AIM OF THE EXERCISE: All entries, exactly as written, should be output again.

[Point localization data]

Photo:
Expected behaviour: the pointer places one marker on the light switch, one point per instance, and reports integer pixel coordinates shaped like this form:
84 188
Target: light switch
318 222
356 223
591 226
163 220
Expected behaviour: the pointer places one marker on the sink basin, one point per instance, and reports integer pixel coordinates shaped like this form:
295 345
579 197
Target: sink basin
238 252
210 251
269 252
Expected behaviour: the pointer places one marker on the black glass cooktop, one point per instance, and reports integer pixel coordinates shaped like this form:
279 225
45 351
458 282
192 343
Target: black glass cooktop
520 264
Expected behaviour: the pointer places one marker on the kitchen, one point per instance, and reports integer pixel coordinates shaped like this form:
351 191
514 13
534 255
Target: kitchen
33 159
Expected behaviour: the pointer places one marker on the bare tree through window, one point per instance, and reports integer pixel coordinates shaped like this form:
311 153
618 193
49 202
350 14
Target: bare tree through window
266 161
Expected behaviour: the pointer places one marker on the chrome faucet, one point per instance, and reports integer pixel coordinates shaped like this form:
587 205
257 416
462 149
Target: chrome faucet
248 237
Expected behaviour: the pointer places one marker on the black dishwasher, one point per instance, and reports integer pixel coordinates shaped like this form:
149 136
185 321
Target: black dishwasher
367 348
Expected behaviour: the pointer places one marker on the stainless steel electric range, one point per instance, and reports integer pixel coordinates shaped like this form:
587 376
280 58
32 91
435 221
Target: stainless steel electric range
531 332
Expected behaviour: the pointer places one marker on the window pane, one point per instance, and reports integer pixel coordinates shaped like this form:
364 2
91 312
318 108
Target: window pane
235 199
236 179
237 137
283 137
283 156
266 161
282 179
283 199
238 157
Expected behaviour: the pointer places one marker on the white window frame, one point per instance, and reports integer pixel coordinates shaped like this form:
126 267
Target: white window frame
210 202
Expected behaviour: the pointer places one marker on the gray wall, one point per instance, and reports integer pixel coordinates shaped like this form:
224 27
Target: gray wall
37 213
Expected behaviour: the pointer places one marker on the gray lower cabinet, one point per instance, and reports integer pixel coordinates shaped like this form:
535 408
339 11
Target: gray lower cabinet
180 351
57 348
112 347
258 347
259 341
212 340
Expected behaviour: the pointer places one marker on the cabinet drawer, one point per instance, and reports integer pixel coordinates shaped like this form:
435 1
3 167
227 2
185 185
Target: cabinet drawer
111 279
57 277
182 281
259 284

SOLUTION FOR THIS EXERCISE:
Photo:
Expected behaviour: the pointer places one marker on the light switch, one point per instance, and reports integer pixel coordinates shaped like this form:
84 188
Target: light switch
318 222
356 223
591 226
163 220
Expected behaviour: the pointer places one marker on the sink basin, one point per instance, and reports integer pixel coordinates shaped like this form:
295 345
579 197
Target: sink basin
238 252
210 251
269 252
Expected behaviour: the pointer places one marker on the black glass cooktop, one point per instance, and reports integer pixel coordinates shaped like this form:
279 225
45 351
458 282
192 343
Target: black glass cooktop
520 264
Expected behaviour: the pointer places one marker on the kitchen, one point per instance, and reports integer pixel coordinates shaped like this form:
351 191
514 13
534 255
Target: kitchen
33 159
Expected behaviour: the pointer places one marker on the bare tree through window, one point per instance, and reports integer pixel coordinates shaped like this form:
311 153
618 193
49 202
350 14
Target: bare tree through window
266 161
Expected behaviour: the pointer places one marker on the chrome faucet, one point per instance, and reports integer pixel coordinates shaped like this form:
587 205
257 416
462 149
Target: chrome faucet
248 237
Expected behaviour: the pointer places one marker on the black dishwasher, one point per instance, and reports integer pixel coordinates shaped like this form:
149 136
185 321
Target: black dishwasher
367 348
Expected behaviour: the pointer places one marker on the stainless steel electric range, one point per instance, and reports integer pixel coordinates shaped like this form:
587 376
280 58
32 91
435 221
Target: stainless steel electric range
531 332
Expected behaviour: the pointer places one marker on the window pane, one point per instance, and reports integer pixel coordinates shaped like this form:
364 2
91 312
318 108
Target: window pane
235 199
236 179
237 137
283 137
283 156
266 161
282 179
283 199
238 157
Expected behaviour: the pointer places one marker on the white window frame, one point per instance, and reports integer pixel coordinates shaped like this form:
126 267
Target: white window frame
210 202
Expected behaviour: the pointer places one marker on the gray wall, one point per instance, and reports integer pixel coordinates shaped like this form:
224 27
Target: gray wall
37 213
Expected behaviour: the pointer places one marker on the gray lower cabinet, one point per instance, and reports integer pixel coordinates shaped like this form:
535 408
339 11
Target: gray lower cabinet
180 351
57 348
112 347
258 347
259 341
212 340
Expected behaviour: the pointer places one marker on the cabinet drawer, one point per instance, and reports integer pixel coordinates shaped like this form:
435 1
3 167
227 2
185 185
Target: cabinet drawer
111 279
57 277
182 281
259 284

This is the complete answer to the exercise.